* **EXERCISE REQUIREMENTS**: Beginning at the line with "the pink reflection", output each line to the end of the listing below exactly, please.

* **DATA ENTRIES**:
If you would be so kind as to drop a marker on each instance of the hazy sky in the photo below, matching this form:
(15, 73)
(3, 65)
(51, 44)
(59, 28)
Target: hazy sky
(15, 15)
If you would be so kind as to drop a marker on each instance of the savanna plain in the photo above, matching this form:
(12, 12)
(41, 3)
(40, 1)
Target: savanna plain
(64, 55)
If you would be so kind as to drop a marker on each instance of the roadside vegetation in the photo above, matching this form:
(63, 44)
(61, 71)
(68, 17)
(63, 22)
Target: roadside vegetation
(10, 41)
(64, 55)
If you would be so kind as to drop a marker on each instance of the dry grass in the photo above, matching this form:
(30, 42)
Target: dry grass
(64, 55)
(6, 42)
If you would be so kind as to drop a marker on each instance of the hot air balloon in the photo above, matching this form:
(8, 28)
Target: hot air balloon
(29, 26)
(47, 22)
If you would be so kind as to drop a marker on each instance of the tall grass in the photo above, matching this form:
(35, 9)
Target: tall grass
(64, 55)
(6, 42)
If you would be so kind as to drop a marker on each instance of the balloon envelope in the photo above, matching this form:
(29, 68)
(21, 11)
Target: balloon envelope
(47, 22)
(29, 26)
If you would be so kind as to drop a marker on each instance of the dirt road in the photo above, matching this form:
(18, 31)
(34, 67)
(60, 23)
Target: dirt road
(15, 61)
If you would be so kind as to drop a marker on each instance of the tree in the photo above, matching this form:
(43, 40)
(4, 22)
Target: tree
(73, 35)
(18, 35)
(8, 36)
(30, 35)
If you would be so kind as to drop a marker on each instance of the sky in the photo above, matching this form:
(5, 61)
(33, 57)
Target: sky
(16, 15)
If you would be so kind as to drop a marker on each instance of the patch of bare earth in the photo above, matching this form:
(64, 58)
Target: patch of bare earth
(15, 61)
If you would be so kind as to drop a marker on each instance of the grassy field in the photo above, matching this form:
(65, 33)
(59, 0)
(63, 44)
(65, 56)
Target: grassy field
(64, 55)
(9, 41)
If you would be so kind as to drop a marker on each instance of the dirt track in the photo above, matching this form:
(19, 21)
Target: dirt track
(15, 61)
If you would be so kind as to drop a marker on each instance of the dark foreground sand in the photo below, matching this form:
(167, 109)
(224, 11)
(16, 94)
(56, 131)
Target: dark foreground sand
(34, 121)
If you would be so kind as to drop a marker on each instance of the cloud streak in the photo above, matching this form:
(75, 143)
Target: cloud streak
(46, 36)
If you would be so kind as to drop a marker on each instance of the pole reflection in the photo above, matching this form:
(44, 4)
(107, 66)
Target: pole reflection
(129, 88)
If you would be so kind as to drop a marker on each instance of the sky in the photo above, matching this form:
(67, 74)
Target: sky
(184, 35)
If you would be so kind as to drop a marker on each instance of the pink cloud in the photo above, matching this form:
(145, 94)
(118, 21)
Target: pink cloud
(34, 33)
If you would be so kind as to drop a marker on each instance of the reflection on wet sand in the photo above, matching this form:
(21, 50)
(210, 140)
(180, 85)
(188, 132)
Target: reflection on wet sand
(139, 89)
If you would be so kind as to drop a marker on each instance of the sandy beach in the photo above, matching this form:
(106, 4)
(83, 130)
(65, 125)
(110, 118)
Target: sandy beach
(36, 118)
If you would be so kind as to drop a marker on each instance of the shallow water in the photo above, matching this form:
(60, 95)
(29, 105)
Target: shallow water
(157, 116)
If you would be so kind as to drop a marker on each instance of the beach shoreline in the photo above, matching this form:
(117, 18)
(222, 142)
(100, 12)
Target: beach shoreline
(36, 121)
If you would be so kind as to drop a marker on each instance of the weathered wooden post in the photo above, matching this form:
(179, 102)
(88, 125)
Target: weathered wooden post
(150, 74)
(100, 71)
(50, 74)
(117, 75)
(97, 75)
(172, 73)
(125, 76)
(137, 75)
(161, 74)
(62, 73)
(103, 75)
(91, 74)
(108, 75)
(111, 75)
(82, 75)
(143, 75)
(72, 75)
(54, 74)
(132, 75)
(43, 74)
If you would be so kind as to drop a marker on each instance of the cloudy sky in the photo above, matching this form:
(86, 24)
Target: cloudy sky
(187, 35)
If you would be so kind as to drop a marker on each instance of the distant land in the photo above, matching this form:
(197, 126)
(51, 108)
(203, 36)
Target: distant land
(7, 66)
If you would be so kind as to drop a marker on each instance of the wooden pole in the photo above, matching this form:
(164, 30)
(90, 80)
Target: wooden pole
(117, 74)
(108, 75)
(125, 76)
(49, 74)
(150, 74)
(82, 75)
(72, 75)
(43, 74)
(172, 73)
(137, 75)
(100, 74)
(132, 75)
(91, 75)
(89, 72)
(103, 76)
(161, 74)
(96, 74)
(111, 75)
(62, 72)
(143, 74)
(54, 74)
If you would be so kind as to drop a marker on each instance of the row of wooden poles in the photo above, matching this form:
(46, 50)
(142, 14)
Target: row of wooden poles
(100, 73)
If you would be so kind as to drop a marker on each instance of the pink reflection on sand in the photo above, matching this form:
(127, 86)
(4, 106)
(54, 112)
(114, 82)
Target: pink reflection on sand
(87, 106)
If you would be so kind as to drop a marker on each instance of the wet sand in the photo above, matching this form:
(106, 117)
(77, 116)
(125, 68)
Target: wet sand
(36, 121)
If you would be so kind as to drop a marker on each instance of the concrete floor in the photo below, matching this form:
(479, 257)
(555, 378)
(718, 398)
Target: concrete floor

* **ANSWER TO THE EXERCISE**:
If you would be so kind as to drop a marker on each instance of the pink reflection on sand in the photo above, matching this form:
(127, 86)
(4, 106)
(54, 112)
(114, 82)
Target: pink reflection on sand
(87, 106)
If you would be so kind as to drop a marker on each instance of the wet sand in the photo above, matching this form:
(106, 117)
(77, 116)
(125, 68)
Target: wet sand
(36, 121)
If you would be so kind as to drop a marker on each instance of the concrete floor in the photo below, matching this form:
(479, 257)
(555, 378)
(718, 398)
Target: concrete floor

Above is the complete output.